> THE EXERCISE: Reproduce the stretch of the listing below from the line containing "Q: Point out every instance of the black metal gate" through the line containing "x=1062 y=319", requests included, shifting each x and y pixel coordinate in the answers up by 130. Omit the pictures and give nothing outside that stretch.

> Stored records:

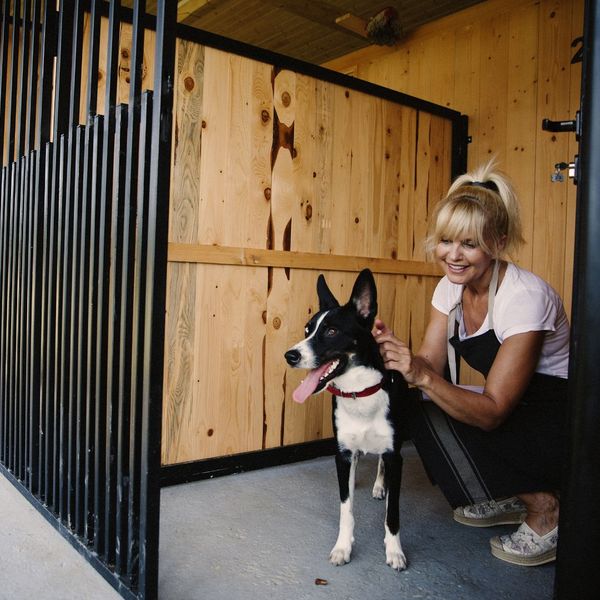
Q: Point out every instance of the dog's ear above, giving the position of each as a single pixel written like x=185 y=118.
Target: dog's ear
x=364 y=297
x=326 y=298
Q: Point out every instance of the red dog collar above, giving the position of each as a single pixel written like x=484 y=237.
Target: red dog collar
x=366 y=392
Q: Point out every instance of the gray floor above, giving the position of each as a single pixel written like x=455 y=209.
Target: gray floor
x=267 y=534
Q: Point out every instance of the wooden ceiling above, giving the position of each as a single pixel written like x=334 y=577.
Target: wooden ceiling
x=315 y=31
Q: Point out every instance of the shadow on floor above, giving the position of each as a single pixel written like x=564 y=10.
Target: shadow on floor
x=267 y=535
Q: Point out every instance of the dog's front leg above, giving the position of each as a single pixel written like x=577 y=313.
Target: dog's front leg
x=393 y=476
x=345 y=463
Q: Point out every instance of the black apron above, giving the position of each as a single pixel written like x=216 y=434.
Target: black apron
x=524 y=454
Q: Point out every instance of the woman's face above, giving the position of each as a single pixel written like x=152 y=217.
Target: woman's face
x=463 y=261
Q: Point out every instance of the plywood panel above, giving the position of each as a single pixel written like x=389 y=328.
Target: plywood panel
x=278 y=176
x=553 y=102
x=508 y=69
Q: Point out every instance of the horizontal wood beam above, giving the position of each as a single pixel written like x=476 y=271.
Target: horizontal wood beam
x=256 y=257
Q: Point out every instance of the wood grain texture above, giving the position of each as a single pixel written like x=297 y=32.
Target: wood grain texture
x=277 y=177
x=506 y=65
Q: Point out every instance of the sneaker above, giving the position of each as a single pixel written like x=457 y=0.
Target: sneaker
x=492 y=512
x=525 y=547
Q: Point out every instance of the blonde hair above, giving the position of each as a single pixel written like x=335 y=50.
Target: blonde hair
x=481 y=206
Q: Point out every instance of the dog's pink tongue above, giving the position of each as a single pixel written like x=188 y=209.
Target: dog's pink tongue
x=309 y=385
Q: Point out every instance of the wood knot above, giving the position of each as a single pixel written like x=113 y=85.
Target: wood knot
x=189 y=83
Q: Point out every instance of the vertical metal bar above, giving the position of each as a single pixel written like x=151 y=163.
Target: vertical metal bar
x=156 y=269
x=58 y=198
x=102 y=391
x=92 y=424
x=11 y=291
x=19 y=315
x=76 y=422
x=32 y=87
x=12 y=87
x=3 y=312
x=69 y=281
x=137 y=349
x=46 y=235
x=115 y=487
x=88 y=265
x=63 y=68
x=577 y=574
x=4 y=75
x=124 y=472
x=43 y=132
x=94 y=54
x=23 y=72
x=35 y=338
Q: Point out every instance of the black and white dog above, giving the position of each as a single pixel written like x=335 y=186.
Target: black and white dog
x=343 y=357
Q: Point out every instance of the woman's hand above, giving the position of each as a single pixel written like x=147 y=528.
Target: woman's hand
x=397 y=356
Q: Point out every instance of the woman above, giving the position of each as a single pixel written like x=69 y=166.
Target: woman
x=496 y=452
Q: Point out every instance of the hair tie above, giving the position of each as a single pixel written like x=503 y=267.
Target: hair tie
x=488 y=185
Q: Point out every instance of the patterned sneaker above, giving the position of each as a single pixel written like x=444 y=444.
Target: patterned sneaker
x=525 y=547
x=492 y=512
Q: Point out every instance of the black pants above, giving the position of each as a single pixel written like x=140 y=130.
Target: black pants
x=524 y=454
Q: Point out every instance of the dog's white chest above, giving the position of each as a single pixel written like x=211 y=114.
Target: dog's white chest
x=362 y=424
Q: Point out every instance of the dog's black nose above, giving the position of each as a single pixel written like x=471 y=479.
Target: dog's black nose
x=293 y=357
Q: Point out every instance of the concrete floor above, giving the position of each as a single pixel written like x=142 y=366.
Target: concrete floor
x=267 y=534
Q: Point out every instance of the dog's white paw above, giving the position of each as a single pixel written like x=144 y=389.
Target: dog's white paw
x=340 y=555
x=396 y=560
x=378 y=491
x=393 y=552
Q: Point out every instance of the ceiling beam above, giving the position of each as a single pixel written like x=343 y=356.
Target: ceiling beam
x=196 y=8
x=320 y=12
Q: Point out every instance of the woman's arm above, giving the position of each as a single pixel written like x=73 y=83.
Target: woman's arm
x=506 y=382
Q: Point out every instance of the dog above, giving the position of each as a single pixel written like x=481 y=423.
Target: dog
x=343 y=358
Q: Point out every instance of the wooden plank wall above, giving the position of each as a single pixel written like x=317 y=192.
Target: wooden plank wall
x=506 y=65
x=277 y=177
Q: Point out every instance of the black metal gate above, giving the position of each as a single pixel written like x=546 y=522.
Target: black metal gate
x=83 y=255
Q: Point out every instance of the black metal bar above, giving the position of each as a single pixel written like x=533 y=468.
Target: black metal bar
x=76 y=60
x=35 y=324
x=126 y=436
x=94 y=55
x=3 y=312
x=23 y=79
x=102 y=390
x=114 y=410
x=94 y=465
x=577 y=573
x=76 y=450
x=156 y=270
x=137 y=348
x=58 y=285
x=247 y=461
x=13 y=82
x=43 y=133
x=3 y=74
x=11 y=292
x=45 y=235
x=34 y=57
x=63 y=84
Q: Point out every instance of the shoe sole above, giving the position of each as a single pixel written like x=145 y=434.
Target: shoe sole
x=524 y=561
x=514 y=518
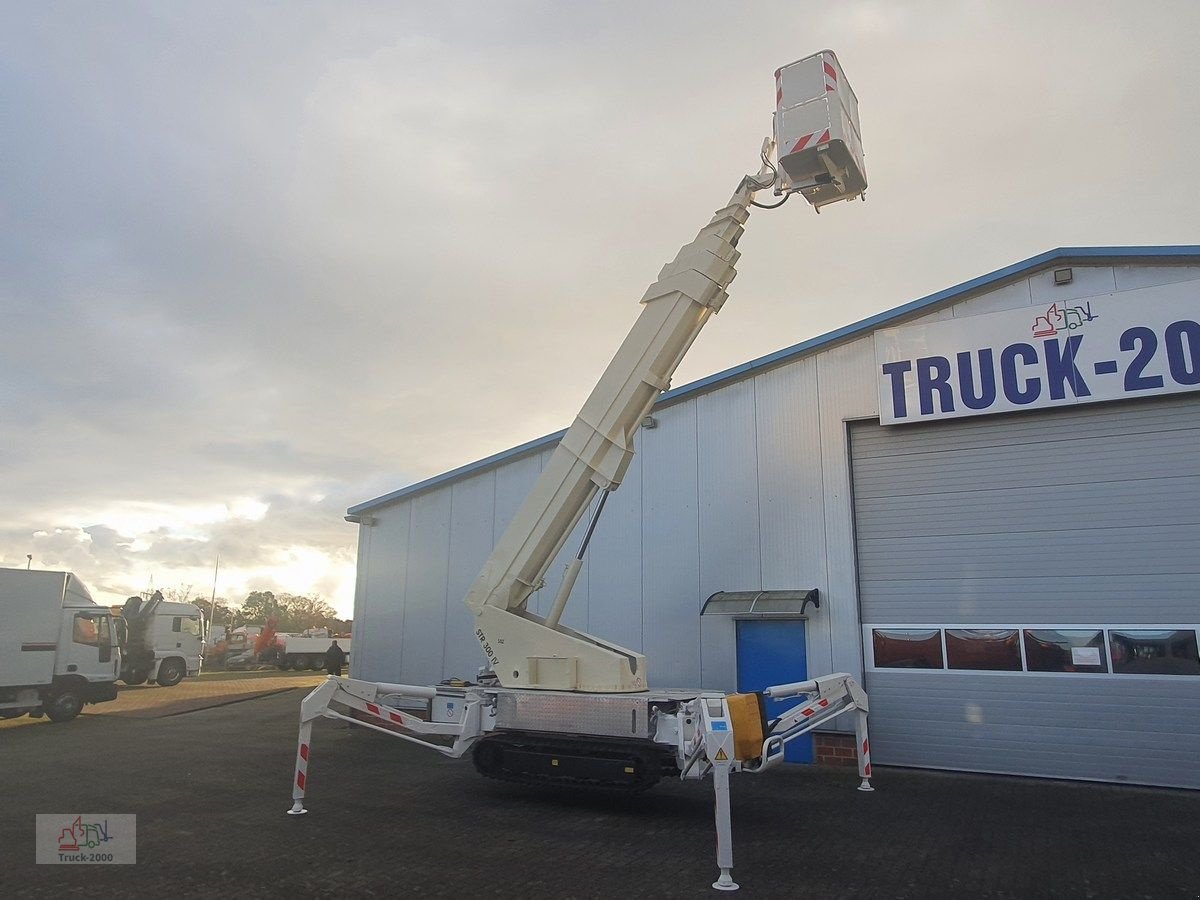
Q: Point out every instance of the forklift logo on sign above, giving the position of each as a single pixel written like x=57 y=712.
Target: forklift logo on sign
x=103 y=839
x=1062 y=319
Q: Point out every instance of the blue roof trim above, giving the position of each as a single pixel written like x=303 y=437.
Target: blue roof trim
x=958 y=292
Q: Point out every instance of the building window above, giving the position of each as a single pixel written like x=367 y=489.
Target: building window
x=993 y=649
x=907 y=648
x=1155 y=652
x=1065 y=651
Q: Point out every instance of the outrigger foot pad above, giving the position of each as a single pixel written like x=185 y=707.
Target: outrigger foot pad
x=725 y=882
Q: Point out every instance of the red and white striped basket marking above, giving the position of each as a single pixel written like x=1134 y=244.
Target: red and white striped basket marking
x=817 y=137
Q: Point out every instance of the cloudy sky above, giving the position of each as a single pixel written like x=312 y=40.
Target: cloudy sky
x=263 y=261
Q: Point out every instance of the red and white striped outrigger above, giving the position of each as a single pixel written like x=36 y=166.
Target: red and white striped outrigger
x=697 y=727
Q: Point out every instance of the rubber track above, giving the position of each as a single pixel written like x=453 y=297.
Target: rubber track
x=647 y=757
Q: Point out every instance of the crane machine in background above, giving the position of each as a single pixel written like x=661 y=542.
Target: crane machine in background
x=559 y=706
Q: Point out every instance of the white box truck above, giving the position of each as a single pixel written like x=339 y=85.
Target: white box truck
x=58 y=647
x=162 y=641
x=307 y=649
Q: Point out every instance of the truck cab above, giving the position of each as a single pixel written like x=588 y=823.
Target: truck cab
x=58 y=647
x=162 y=640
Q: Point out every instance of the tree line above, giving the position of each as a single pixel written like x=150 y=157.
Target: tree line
x=292 y=612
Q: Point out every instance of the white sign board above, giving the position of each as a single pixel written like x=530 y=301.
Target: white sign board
x=1137 y=343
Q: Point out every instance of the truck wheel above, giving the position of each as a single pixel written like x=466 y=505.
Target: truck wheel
x=171 y=673
x=64 y=706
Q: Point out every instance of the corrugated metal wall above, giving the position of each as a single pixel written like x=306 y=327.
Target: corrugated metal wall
x=1086 y=517
x=747 y=486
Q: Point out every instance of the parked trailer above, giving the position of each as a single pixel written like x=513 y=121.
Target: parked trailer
x=307 y=652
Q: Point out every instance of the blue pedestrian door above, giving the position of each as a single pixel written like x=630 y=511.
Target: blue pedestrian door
x=773 y=652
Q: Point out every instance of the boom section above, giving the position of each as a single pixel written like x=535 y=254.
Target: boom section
x=593 y=456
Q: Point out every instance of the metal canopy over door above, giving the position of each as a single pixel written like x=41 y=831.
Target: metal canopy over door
x=773 y=652
x=1005 y=534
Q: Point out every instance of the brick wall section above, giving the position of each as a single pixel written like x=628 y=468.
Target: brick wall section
x=834 y=749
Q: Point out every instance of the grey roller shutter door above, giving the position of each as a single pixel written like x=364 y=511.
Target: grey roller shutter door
x=1086 y=516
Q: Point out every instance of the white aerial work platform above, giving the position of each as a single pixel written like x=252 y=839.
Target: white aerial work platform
x=556 y=705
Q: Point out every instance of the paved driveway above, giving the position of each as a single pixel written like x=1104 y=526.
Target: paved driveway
x=210 y=789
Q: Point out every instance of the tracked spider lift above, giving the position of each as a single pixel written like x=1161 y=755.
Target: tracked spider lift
x=558 y=706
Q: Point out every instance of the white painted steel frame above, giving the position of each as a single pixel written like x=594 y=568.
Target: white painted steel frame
x=703 y=748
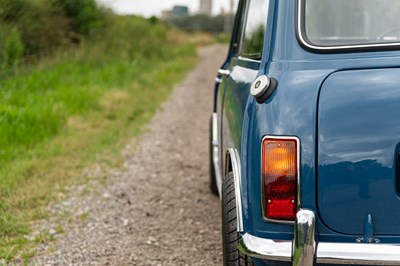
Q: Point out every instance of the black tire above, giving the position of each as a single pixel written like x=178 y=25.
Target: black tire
x=213 y=181
x=231 y=254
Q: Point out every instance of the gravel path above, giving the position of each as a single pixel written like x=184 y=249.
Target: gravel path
x=157 y=210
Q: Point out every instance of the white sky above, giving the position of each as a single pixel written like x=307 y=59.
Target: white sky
x=149 y=8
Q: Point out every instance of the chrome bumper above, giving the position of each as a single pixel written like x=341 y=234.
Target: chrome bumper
x=305 y=251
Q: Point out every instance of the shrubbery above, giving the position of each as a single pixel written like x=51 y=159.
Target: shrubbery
x=35 y=28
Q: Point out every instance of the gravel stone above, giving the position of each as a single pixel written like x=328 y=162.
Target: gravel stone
x=156 y=209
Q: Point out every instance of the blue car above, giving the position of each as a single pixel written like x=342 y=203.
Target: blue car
x=305 y=134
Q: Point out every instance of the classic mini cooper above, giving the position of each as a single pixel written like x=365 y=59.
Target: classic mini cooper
x=305 y=134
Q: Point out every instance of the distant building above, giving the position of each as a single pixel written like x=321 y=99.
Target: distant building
x=205 y=7
x=179 y=11
x=165 y=14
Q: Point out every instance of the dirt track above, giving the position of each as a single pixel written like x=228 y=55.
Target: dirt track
x=158 y=209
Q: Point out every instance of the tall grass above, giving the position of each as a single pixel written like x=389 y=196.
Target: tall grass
x=58 y=116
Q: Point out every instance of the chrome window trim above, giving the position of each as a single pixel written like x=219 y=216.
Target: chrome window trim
x=242 y=58
x=306 y=43
x=262 y=179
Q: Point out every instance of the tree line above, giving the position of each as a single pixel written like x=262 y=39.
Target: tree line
x=30 y=29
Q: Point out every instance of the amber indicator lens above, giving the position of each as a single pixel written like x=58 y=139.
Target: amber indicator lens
x=279 y=170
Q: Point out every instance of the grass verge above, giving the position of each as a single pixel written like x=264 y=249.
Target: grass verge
x=61 y=116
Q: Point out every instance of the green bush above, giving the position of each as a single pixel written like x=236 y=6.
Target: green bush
x=86 y=15
x=13 y=49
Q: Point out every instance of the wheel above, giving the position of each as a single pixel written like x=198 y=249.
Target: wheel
x=231 y=254
x=213 y=181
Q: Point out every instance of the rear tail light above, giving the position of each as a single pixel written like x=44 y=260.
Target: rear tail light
x=280 y=177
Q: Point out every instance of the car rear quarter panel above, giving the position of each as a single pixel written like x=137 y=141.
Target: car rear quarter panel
x=292 y=111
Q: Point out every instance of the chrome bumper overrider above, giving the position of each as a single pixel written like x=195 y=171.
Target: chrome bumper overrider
x=305 y=251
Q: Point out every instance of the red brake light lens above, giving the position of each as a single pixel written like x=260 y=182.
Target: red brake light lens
x=280 y=174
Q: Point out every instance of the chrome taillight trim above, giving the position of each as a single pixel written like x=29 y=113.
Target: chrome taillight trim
x=262 y=178
x=236 y=169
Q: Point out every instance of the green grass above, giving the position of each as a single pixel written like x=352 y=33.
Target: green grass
x=79 y=108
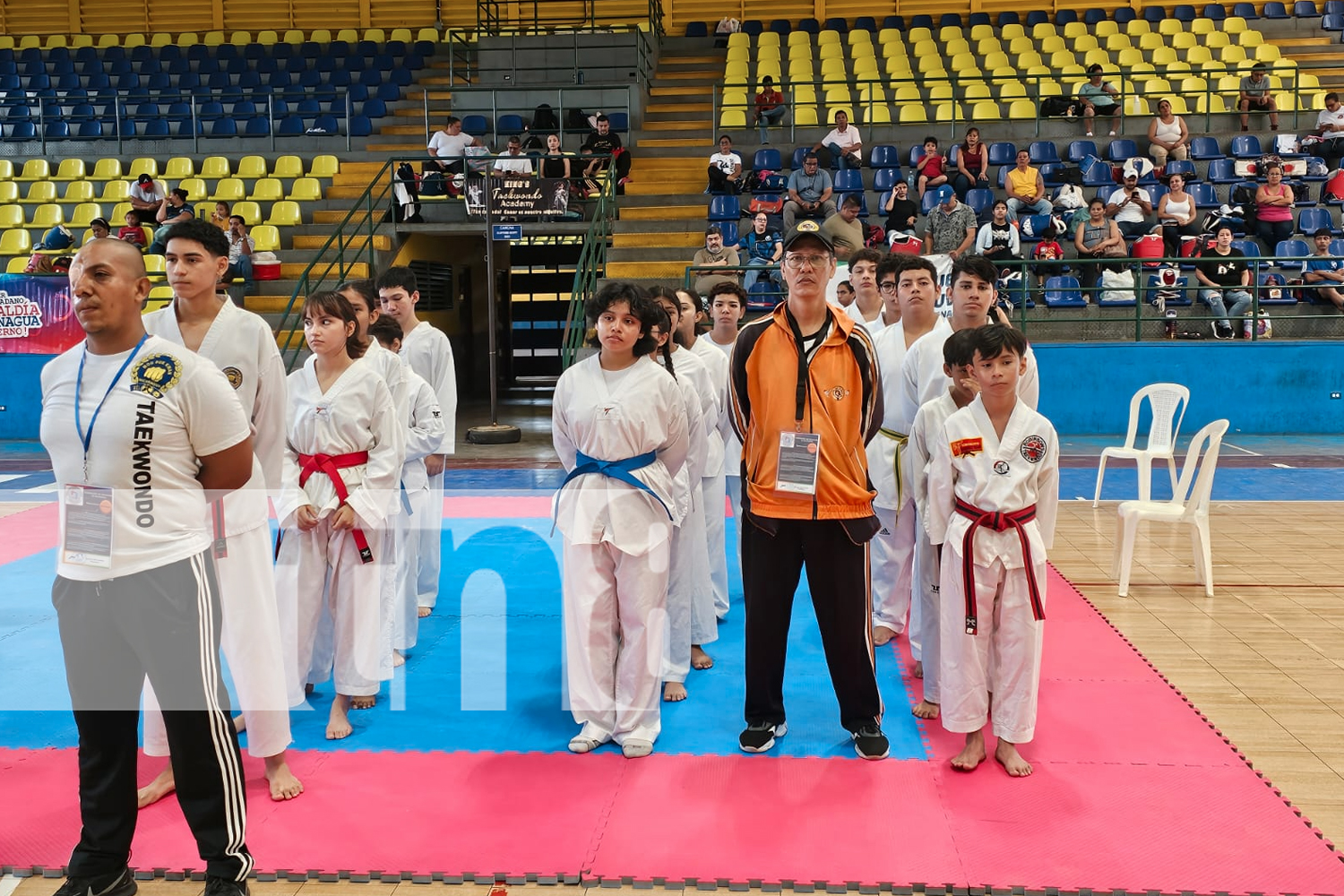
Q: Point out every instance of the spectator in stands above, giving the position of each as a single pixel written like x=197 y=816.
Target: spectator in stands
x=1099 y=99
x=147 y=194
x=241 y=247
x=952 y=226
x=844 y=144
x=809 y=193
x=1026 y=190
x=771 y=108
x=844 y=230
x=1330 y=124
x=513 y=161
x=1097 y=237
x=1255 y=97
x=763 y=249
x=930 y=168
x=612 y=153
x=1273 y=209
x=1176 y=215
x=714 y=255
x=972 y=164
x=1131 y=207
x=1223 y=276
x=725 y=169
x=997 y=239
x=1167 y=134
x=174 y=210
x=902 y=211
x=1325 y=271
x=448 y=147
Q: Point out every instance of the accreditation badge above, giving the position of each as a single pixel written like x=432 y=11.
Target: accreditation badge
x=797 y=468
x=86 y=538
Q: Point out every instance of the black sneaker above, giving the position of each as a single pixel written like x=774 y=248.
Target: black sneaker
x=870 y=743
x=223 y=887
x=118 y=884
x=760 y=737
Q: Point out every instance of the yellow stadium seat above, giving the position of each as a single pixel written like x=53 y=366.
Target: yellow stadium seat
x=16 y=242
x=40 y=191
x=47 y=215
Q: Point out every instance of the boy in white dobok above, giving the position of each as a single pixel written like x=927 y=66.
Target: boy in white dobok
x=429 y=354
x=994 y=489
x=959 y=355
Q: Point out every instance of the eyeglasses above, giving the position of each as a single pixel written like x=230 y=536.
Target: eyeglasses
x=796 y=263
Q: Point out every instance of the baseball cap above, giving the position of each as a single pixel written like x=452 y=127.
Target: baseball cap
x=806 y=228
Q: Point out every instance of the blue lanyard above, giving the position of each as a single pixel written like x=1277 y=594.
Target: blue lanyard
x=86 y=438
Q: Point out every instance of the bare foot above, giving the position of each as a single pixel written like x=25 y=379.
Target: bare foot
x=972 y=754
x=338 y=724
x=925 y=710
x=1011 y=759
x=284 y=785
x=156 y=788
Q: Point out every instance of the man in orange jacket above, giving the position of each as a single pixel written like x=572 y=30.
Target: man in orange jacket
x=806 y=400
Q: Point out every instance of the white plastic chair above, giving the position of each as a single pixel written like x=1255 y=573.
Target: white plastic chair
x=1188 y=506
x=1166 y=401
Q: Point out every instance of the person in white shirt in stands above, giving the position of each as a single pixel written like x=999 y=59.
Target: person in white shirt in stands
x=844 y=144
x=513 y=163
x=449 y=145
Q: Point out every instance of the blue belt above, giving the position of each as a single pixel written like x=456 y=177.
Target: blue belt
x=623 y=470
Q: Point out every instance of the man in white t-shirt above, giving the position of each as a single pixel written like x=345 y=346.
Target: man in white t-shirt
x=844 y=144
x=725 y=169
x=449 y=145
x=142 y=435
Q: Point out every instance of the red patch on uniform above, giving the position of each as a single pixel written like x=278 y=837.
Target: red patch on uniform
x=968 y=447
x=1034 y=449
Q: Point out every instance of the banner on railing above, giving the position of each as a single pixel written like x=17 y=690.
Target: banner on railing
x=37 y=316
x=515 y=198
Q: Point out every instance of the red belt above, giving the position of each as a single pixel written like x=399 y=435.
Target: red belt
x=997 y=522
x=331 y=465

> THE ANSWER:
Q: Point out every instance of the black metal gate above, giving the position of each as a single pixel written like x=546 y=522.
Target: black metal gate
x=213 y=385
Q: Point out every instance of the black metal bar above, giving the position of each as a single pixel written like x=533 y=468.
Target: black metal bar
x=206 y=190
x=165 y=454
x=256 y=566
x=224 y=185
x=133 y=442
x=153 y=209
x=232 y=520
x=244 y=540
x=224 y=595
x=707 y=703
x=206 y=580
x=286 y=400
x=267 y=478
x=188 y=415
x=377 y=591
x=143 y=212
x=173 y=263
x=133 y=204
x=141 y=422
x=175 y=365
x=164 y=187
x=193 y=214
Q: Point out every instance of the shoe sole above, giving the position of each as a single pixel written like x=145 y=434.
Target: shoe sole
x=654 y=691
x=644 y=648
Q: Point out every instance of the forklift logo on sign above, giving the position of each as a single pixel written like x=57 y=712.
Target: forklift logo on sign
x=233 y=969
x=1192 y=449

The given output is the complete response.